● **Exercise tasks**
[1] Answer these questions from the Earth Charter passage below, marking each answer with the matching letter.
(a) Who did the Commission appoint to chair the drafting committee?
(b) In what year was the final version of the Earth Charter issued, and where was the meeting that preceded it held?
(c) At what event was the Ark of Hope offered to the world?
[2] Extend the Earth Charter passage below by writing what comes after its last sentence.

● **Passage shown**
-- -- --
In 1994 Maurice Strong launched a new Earth Charter
Initiative along with Mikhail Gorbachev, who was president of Green Cross
International. Over the next few years, the Earth Charter was developed, in
consultation with religious and spiritual advisory groups [Ref.8]. The Earth
Charter Commission was formed in 1996 under the leadership of Strong and
Gorbachev along with various religious members. The Commission appointed
Steven Rockefeller (a professor of religion and ethics) to chair the drafting
committee. In 1999 consultations on the Earth Charter were held at the Parliament of the
World’s Religions in Cape Town, South Africa and in 2000 the final version
was issued following a meeting at UNESCO headquarters in Paris.
In 2000, the IUCN co-hosted the first “Earth Forum” along
with the Earth Council, run by Maurice Strong, who also addressed the IUCN’s
congress, urging the adoption of the “Earth Charter” [Ref.11]. Strong said: ”The unique character of IUCN as
a global organization with both governmental and non-governmental members: I
am greatly encouraged at revitalization of the long-standing partnership
between IUCN and WWF. This, together with your new partnerships with
organizations like the Earth Council and University for Peace, and links with
the World Economic Forum and World Business Council for Sustainable
Development provide IUCN with an unprecedented opportunity for leadership
in developing the new mechanisms of global governance. These, I am
persuaded, involve a move away from traditional patterns of centralized
control to the forming of coalitions and networks of all major actors around
specific issues. Indeed, this is what UN Secretary-General Kofi Annan is
proposing under his program of reform and his new vision for the future of UN.
… IUCN has been deeply involved in the process of formulating the Earth
Charter which is complimentary to and supportive of your Covenant.”
[Ref.14]
An “ark” (the “Ark of Hope”) was created in 2001 as a “place of refuge for the Earth
Charter document … handwritten on papyrus paper” [Ref.12], as well as
a refuge for the “Temenos books” – books “filled
with pages of visual prayers/affirmations for global healing, peace, and
gratitude”. The ark resembles in size the biblical Ark of the
Covenant, complete with carrying poles that “are
unicorn horns
which render evil ineffective”, and with sides with paintings
representing earth elements (i.e. scientific elements such as earth, air,
fire, water and spirit). “Symbols
of faith from traditional religions and indigenous societies surround the top
panel of "Spirit"”. At the 2002 World Summit on Sustainable
Development in Johannesburg, South Africa, the Ark of Hope was ceremoniously
offered to the world. [Ref.12].
-- -- --
● **Dataset rows**
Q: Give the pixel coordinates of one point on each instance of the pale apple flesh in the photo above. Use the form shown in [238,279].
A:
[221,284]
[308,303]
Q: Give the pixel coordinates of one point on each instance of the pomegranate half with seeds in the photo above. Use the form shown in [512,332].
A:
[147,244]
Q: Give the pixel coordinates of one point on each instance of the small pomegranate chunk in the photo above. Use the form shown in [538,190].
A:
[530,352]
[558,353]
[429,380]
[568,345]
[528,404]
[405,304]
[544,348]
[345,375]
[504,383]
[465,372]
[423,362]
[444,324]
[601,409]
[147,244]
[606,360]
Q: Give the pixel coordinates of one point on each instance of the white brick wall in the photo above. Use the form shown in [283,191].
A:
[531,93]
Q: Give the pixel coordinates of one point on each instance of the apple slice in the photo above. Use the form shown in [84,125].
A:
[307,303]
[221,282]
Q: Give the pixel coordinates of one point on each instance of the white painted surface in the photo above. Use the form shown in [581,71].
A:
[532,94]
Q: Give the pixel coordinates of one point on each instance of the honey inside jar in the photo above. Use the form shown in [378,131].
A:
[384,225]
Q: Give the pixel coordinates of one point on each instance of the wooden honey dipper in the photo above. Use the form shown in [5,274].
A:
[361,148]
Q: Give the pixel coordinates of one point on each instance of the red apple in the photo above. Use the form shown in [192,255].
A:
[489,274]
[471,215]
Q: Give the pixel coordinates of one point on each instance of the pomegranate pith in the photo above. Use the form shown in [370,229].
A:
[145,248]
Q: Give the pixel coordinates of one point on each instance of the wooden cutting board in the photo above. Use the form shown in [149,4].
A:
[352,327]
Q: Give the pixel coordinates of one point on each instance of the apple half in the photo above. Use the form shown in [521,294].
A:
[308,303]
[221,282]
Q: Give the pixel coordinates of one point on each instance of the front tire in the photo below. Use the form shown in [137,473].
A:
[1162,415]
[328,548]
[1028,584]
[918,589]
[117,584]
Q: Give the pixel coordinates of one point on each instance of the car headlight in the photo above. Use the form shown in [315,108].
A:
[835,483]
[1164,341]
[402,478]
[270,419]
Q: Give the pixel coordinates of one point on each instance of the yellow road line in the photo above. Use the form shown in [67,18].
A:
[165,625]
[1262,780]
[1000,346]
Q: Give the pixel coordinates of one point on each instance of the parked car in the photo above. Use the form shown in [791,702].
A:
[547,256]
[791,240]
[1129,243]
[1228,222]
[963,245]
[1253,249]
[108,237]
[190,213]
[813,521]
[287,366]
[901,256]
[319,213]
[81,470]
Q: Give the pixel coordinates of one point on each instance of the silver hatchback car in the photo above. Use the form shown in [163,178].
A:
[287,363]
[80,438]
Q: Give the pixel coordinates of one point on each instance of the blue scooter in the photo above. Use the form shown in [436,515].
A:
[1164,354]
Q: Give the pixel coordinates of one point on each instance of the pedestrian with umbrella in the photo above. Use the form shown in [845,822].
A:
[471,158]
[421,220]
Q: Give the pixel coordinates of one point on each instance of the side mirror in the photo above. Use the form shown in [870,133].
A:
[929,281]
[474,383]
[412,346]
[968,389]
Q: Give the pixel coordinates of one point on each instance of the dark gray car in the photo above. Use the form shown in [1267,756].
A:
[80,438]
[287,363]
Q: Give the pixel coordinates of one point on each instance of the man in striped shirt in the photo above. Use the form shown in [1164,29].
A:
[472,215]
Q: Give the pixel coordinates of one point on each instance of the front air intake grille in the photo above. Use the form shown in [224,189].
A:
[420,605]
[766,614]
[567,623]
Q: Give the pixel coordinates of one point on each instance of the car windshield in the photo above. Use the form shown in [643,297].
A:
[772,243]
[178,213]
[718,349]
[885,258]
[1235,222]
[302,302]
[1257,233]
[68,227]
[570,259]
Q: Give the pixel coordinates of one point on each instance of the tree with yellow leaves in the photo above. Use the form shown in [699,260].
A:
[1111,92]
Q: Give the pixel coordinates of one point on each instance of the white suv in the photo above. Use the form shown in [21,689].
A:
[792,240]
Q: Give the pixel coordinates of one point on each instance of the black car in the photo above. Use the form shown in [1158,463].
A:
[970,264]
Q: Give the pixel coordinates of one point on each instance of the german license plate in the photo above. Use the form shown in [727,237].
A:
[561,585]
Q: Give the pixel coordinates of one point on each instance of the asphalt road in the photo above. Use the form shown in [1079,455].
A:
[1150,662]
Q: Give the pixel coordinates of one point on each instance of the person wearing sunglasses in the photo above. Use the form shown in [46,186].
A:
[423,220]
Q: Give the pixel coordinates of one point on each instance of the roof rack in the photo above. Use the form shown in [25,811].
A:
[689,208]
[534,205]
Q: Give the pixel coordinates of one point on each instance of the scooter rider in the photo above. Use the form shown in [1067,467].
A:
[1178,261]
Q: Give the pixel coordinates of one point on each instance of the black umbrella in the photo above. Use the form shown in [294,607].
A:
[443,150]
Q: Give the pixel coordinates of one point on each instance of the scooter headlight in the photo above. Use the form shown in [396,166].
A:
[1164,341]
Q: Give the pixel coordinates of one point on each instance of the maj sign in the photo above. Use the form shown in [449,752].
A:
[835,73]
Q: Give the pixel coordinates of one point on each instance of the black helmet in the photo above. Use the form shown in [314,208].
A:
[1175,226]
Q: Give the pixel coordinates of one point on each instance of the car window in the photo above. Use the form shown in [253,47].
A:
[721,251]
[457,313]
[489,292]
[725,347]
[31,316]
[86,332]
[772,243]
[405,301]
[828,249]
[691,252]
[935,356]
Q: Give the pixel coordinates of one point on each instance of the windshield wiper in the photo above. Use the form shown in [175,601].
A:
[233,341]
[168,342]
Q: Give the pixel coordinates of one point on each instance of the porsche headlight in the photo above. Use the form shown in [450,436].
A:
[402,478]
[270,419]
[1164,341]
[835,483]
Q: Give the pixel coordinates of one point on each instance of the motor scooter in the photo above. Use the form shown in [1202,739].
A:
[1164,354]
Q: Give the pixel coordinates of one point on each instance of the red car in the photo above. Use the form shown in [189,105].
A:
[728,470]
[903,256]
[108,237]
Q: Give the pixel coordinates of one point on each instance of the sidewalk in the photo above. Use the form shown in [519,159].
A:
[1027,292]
-- -- --
● **The results**
[1]
(a) Steven Rockefeller, a professor of religion and ethics.
(b) 2000, following a meeting at UNESCO headquarters in Paris.
(c) The 2002 World Summit on Sustainable Development in Johannesburg, South Africa.

[2]
Over the years Maurice Strong served as president of the
World Federation of United Nations Associations, on the executive committee
of the Society for International Development, and as an advisor to the
Rockefeller Foundation and the World Wildlife Fund, and importantly on the
Commission on Global Governance (CGG).
The CGG was established in 1992, after the Rio conference,
at the suggestion of Willy Brandt, former West German chancellor and head of
the Socialist International. The CGG denies advocating a one-world
government: "We are
not proposing movement toward a world government," reassuringly write
Co-Chairmen Ingvar Carlsson and Shridath Ramphal, “… [but] this is not to say
that the goal should be a world without systems or rules."
[Ref.13].
The concept of global governance was promoted in 1991 by
the Club of Rome (of which Strong was a member), which issued a report called
The First Global Revolution, which asserted that current problems "are essentially global and cannot
be solved through individual country initiatives [which] gives a greatly
enhanced importance to the United Nations and other international
systems." Also in 1991 Strong claimed that the Earth Summit, of which he
was Secretary General, would play an important role in "reforming and
strengthening the United Nations as the centerpiece of the emerging system of
democratic global governance." In 1995, in Our Global Neighborhood,
the CGG agreed: "It is our firm conclusion that the United Nations must
continue to play a central role in global governance." the Commission's
recommendations: for instance, that some UN activities be funded through
taxes on foreign-exchange transactions and multinational corporations.
Economist James Tobin estimates that a 0.5 per cent tax on foreign-exchange
transactions would raise $1.5 trillion annually -- nearly equivalent to the
U.S. federal budget. It also recommended that "user fees" might
be imposed on companies operating in the "global commons."
including carbon taxes, which would be levied on all fuels made from
coal, oil, and natural gas. "[Ref.13].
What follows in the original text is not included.